### Apply what you read
• A. In the WvSync passage, what is the only existing useful subclass of WvSyncObj?
• B. Reproduce the stretch of the WvSync passage from "WvSyncObj itself provides" through "patch is received.".

4.1 Embrace the Interface
  The lowest-level class in WvSync is the WvSyncObj, which is a basic interface for a
  named generic object that can be replicated. You can derive one for a file, a database
  record, a hash-table dictionary, or whatever, but you'll have to provide your own
  methods for serializing and deserializing into and out of a WvBuf buffer.
  WvSyncObj itself provides wrapper functions that use librsync to produce signatures,
  deltas, and patched reconstructions of the data.
  As of this writing, WvSyncFile is the only existing useful subclass of this.           It
  overrides/implements the following methods:
     




        getdata()  reads a given number of bytes from a given offset of the object, and
        returns them in a WvBuffer. This is used when calculating the librsync signature
        of the object, and when reconstructing the object if a delta patch is received.
     




        findlastmodtime()    finds and returns the last-modification timestamp of the
        object. This is easy in the case of a file; it's the mtime. This is used for making
        decisions about what needs to be sent in what direction.
     




        findmeta()  finds and returns metadata for the object. In the case of a file, I'm
        using the mode, the uid, and the gid, formatted into a string. For your own data
        type, it can be whatever you need. applymeta() is related; it takes metadata
        received from a remote node and applies it to the local object.
     




        makecopy()   makes a copy of the current object under a new name. This is used
        in case of a synchronization conflict. As described below, one node will have
        its object renamed, and making a copy lets us take advantage of librsync deltas.




                               4 Solution Execution                                      6
4.2 Precision Decisions
  In general, we need to send an object from one WvSync node to another if it has
  changed on the first node since the last synchronization. How do we know if it has?
  We have to keep a list for each synchronization partner of every single object, and the
  status of that object as of the last synchronization with that partner. Useful things to
  remember for each object are the last-modified time, the md5sum of the librsync
  signature, possibly even the librsync signature itself (it's large, but it allows for
  negative latency in some cases), and the user-defined metadata for the object. Clearly
  this uses a lot of space and CPU time, but it provides usefulness and minimizes
  bandwidth usage and latency.
  It is the WvSyncArbiter class's job to determine what needs to happen. For any
  synchronizable object, the arblocal() method first determines what has happened to
  the object since the last synchronization. Possibilities are:
      




         ok:   Nothing has happened since the last synchronization.
      




         new:   The object has been added.
      




         mod:   The object has changed.
      




         del:   The object is no longer there.
      




         meta:   The object contents are the same, but the metadata has changed.
  For each object, the applicable one of these five states is sent to the other node, along
  with current librsync signature, metadata, and last-modification time. The other node
  does the same calculation based on the object it has by the same name, and sends back
  its version of the same data.
  Then the arbremote() method is called on both sides. The goal of this function is to
  arrive at the same decision on both sides.
  Here are the cases to consider, assuming WvSync nodes named A and B:
      




         A ok, B ok: Nothing to synchronize. Go on to the next object.

### Supplied records
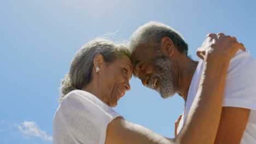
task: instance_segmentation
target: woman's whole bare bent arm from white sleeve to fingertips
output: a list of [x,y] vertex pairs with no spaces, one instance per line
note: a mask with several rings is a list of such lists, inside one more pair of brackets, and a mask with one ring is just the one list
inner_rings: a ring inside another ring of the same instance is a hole
[[197,51],[204,60],[204,68],[196,98],[185,119],[181,133],[175,139],[167,139],[147,128],[116,118],[109,123],[106,135],[108,143],[213,143],[217,134],[225,77],[230,59],[238,49],[244,49],[234,38],[224,34],[207,35]]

### Task-by-task solutions
• A. WvSyncFile

• B.
WvSyncObj itself provides wrapper functions that use librsync to produce signatures,
  deltas, and patched reconstructions of the data.
  As of this writing, WvSyncFile is the only existing useful subclass of this.           It
  overrides/implements the following methods:
     




        getdata()  reads a given number of bytes from a given offset of the object, and
        returns them in a WvBuffer. This is used when calculating the librsync signature
        of the object, and when reconstructing the object if a delta patch is received.